**VOS TÂCHES**.
1. D'après l'extrait sur la théorie de l'escalade, dans quel pays et dans quelle décennie l'idée d'escalade a-t-elle émergé politiquement ?
2. Résumez en deux phrases l'extrait sur la théorie de l'escalade.
3. Rédigez la suite de l'extrait sur la théorie de l'escalade, après sa dernière phrase.

**EXTRAIT DE PAGE**.
Théorie d’inspiration prohibitionniste, selon laquelle l’usage d’une drogue considérée comme à faible risque de dépendance, conduit, avec un lien de cause à effet, à la consommation de substances à l’origine d’une dépendance de plus en plus forte. Actuellement, l’expression « théorie de l’escalade » se réfère plus fréquemment à la « gateway theory » (théorie de la porte d’entrée), qui a émergé dans les années 1980, qu’à la « stepping-stone theory » (ou théorie du tremplin), qui en constitue la version originelle.
La stepping-stone theory (ou théorie du tremplin)
L’idée d’escalade sur une échelle de substance potentiellement à l’origine d’une dépendance de plus en plus forte, a émergé politiquement aux Etats-Unis dans les années 1950, dans un contexte fortement prohibitionniste, pour soutenir une politique radicale de criminalisation du cannabis. La théorie de l’escalade originelle, la stepping-stone theory, se base sur la constatation que tous les usagers de drogues qualifiées alors de « dures » (héroïne, cocaïne, crack…) ont, auparavant, consommé du cannabis (qualifié de drogue « douce »). Elle en déduit que, en raison de l’effet physiologique des drogues, l’initiation d’un usage de cannabis conduit, quasi-systématiquement, à la recherche et à la consommation de drogues à l’origine d’une dépendance plus forte, notamment l’héroïne, dans le contexte de l’époque. Cette théorie, clairement fondée sur une erreur de raisonnement, n'est alors pas soutenue par la communauté scientifique : si les usagers de « drogues dures » ont de fortes probabilités d’avoir initié leur usage de drogues illicites avec le cannabis, seule une petite part des usagers de cannabis ont expérimenté des drogues dites « dures ».

**LIGNES BRUTES**.

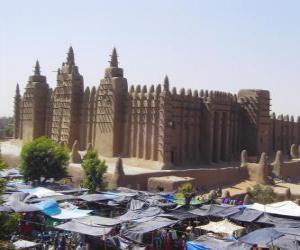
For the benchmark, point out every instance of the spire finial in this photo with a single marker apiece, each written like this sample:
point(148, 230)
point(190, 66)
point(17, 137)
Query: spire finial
point(70, 57)
point(37, 70)
point(166, 83)
point(114, 58)
point(17, 90)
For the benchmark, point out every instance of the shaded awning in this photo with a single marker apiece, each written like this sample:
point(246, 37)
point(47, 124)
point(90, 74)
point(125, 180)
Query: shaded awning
point(139, 214)
point(136, 232)
point(222, 227)
point(99, 221)
point(262, 237)
point(97, 197)
point(82, 228)
point(206, 242)
point(246, 215)
point(24, 244)
point(287, 208)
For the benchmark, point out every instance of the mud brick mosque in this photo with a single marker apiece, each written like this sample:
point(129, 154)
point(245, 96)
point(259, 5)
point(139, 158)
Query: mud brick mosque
point(159, 123)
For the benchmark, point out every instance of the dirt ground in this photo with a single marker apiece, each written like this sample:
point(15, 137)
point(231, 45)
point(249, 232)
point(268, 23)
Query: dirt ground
point(10, 151)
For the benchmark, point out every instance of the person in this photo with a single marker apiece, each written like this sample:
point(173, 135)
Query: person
point(190, 236)
point(62, 243)
point(80, 246)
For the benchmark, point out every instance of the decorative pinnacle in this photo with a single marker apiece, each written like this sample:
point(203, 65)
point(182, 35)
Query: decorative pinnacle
point(70, 56)
point(37, 70)
point(114, 58)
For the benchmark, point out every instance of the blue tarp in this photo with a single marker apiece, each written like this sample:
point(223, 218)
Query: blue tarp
point(49, 207)
point(262, 237)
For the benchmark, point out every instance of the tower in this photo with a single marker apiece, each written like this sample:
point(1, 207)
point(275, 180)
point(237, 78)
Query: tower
point(110, 116)
point(34, 106)
point(67, 102)
point(17, 107)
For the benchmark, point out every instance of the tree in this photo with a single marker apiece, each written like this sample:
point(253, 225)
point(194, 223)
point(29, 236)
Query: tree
point(44, 158)
point(94, 170)
point(261, 194)
point(8, 221)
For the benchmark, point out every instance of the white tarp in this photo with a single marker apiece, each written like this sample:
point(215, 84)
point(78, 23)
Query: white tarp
point(23, 244)
point(71, 214)
point(287, 208)
point(40, 192)
point(222, 227)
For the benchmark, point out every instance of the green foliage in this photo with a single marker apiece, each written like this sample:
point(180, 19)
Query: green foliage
point(43, 158)
point(8, 221)
point(94, 170)
point(6, 126)
point(186, 188)
point(3, 164)
point(262, 194)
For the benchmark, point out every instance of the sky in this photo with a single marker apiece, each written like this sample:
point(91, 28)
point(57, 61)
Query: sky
point(224, 45)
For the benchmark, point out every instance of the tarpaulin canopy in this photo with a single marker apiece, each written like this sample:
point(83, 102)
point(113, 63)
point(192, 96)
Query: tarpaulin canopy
point(181, 214)
point(205, 242)
point(285, 243)
point(136, 232)
point(136, 204)
point(18, 196)
point(224, 227)
point(6, 209)
point(78, 227)
point(278, 222)
point(71, 214)
point(262, 237)
point(142, 213)
point(287, 208)
point(19, 206)
point(98, 220)
point(23, 244)
point(40, 192)
point(97, 197)
point(246, 215)
point(63, 197)
point(49, 207)
point(213, 210)
point(10, 173)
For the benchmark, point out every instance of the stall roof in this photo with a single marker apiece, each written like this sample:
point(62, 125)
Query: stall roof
point(246, 215)
point(214, 210)
point(180, 214)
point(97, 197)
point(23, 244)
point(206, 242)
point(141, 213)
point(223, 227)
point(78, 227)
point(99, 221)
point(136, 232)
point(262, 237)
point(287, 208)
point(71, 214)
point(19, 206)
point(278, 222)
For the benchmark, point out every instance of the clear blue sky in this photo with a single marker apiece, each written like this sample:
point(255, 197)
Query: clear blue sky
point(218, 45)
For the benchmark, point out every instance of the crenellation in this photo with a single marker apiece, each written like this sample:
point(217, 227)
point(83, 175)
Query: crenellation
point(156, 123)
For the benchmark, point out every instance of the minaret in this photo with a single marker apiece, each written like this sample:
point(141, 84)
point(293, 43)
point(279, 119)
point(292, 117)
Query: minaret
point(114, 59)
point(67, 110)
point(111, 105)
point(166, 83)
point(17, 111)
point(37, 71)
point(70, 56)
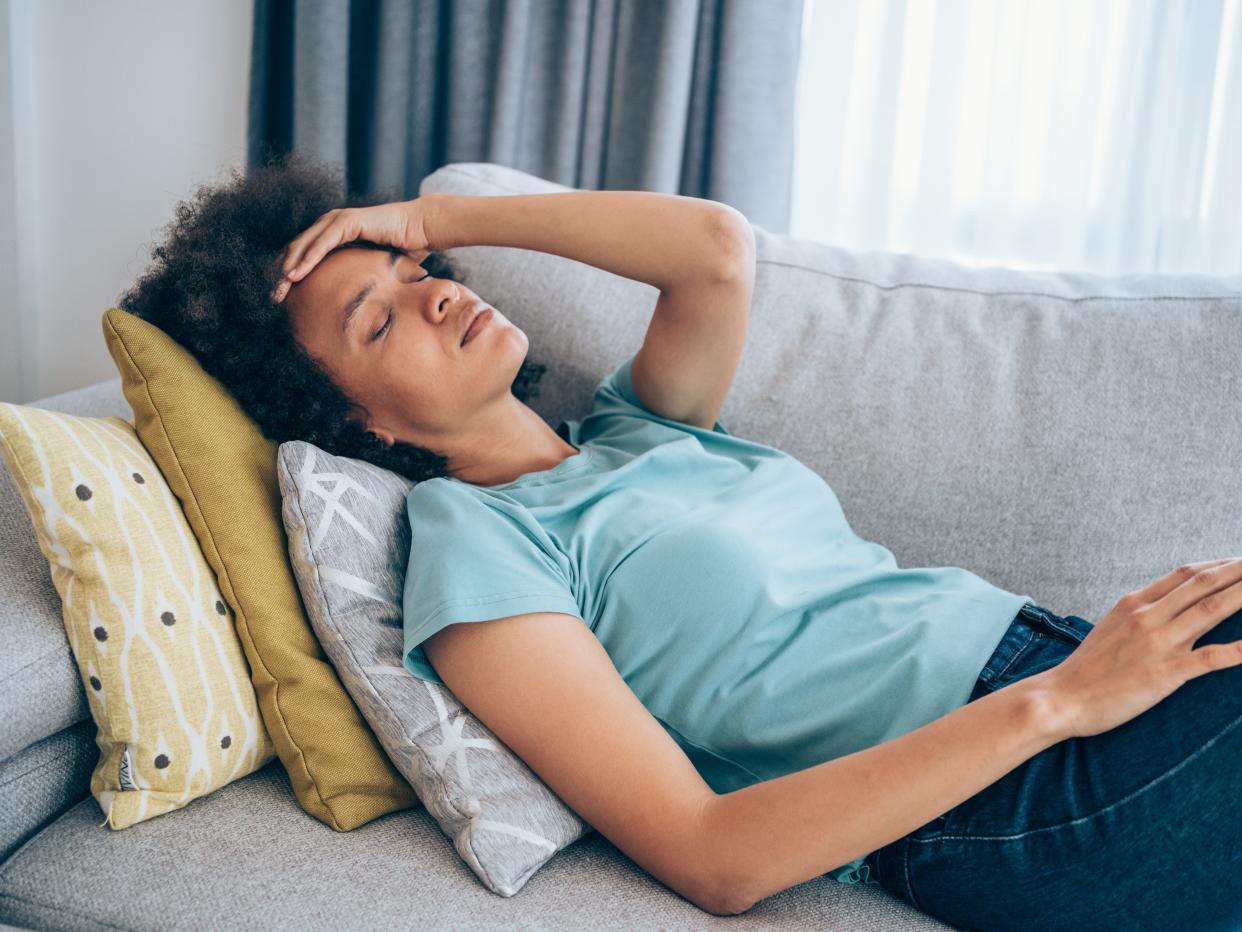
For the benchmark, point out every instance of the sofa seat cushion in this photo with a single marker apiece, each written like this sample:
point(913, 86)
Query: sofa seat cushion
point(247, 856)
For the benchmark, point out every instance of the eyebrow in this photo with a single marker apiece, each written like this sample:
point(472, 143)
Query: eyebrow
point(357, 301)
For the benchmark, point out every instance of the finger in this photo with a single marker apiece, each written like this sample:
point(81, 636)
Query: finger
point(342, 229)
point(1206, 613)
point(1206, 580)
point(297, 249)
point(1165, 584)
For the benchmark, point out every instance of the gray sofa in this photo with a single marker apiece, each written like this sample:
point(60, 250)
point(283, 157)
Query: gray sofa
point(1065, 435)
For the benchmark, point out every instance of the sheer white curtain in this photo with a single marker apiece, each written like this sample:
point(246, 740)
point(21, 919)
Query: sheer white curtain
point(1069, 134)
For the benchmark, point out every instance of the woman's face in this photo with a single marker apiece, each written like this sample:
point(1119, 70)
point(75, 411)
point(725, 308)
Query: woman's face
point(401, 356)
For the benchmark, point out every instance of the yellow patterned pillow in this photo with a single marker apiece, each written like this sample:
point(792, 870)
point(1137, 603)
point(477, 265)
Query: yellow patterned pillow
point(154, 641)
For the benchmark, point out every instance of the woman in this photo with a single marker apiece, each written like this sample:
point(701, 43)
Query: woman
point(687, 613)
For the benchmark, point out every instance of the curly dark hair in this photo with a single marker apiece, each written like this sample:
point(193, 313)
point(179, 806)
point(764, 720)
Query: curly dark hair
point(210, 288)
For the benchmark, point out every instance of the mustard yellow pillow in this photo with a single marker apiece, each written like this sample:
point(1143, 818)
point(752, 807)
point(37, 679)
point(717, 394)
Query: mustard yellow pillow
point(164, 674)
point(222, 470)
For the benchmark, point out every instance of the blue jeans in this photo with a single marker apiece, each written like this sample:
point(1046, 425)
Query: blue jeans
point(1137, 828)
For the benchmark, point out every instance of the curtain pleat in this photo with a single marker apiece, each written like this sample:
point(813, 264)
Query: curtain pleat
point(1096, 134)
point(691, 97)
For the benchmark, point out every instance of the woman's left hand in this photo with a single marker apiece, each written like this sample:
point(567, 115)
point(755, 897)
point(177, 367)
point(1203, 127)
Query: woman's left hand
point(401, 224)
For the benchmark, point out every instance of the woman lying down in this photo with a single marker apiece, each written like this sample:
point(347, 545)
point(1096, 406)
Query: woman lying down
point(688, 612)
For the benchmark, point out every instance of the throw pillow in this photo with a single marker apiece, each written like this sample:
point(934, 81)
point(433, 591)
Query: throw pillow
point(222, 470)
point(349, 541)
point(164, 675)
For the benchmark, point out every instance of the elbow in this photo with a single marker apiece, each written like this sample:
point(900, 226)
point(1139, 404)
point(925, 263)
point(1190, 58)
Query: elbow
point(733, 242)
point(723, 891)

**RÉPONSES**.
1. Aux États-Unis, dans les années 1950.

2. La théorie de l'escalade, d'inspiration prohibitionniste, affirme que l'usage d'une drogue jugée peu addictive conduit, par un lien de cause à effet, à des substances de plus en plus addictives. Sa version originelle, la stepping-stone theory, apparue aux États-Unis dans les années 1950 pour soutenir la criminalisation du cannabis, repose sur une erreur de raisonnement et n'est pas soutenue par la communauté scientifique, car seule une petite part des usagers de cannabis ont expérimenté des drogues dites « dures ».

3.
La gateway theory (théorie de la passerelle ou de la porte d’entrée)
Actuellement, l’expression « théorie de l’escalade » se réfère plus fréquemment, par erreur selon certains auteurs, à la gateway theory (théorie de la passerelle ou de la porte d’entrée), qui a émergé dans les années 1980. Originellement, comme la stepping-stone theory, elle s’intéresse plus particulièrement au cannabis comme porte d’entrée vers les drogues dures, puis est ensuite appliquée au lien entre usages par les jeunes de tabac ou d’alcool et consommation de cannabis.
La gateway theory se base sur l’observation, par une majorité d’études statistiques, de l’existence d’un séquencement temporel caractéristique, dans les parcours de consommation, des initiations à différentes substances : schématiquement, les premiers usages concernent les substances licites, (alcool puis tabac), qui précèdent d’éventuels usages de cannabis, alors qu’une part des usagers de cannabis va poursuivre son parcours en consommant des substances plus dangereuses (héroïne, cocaïne…).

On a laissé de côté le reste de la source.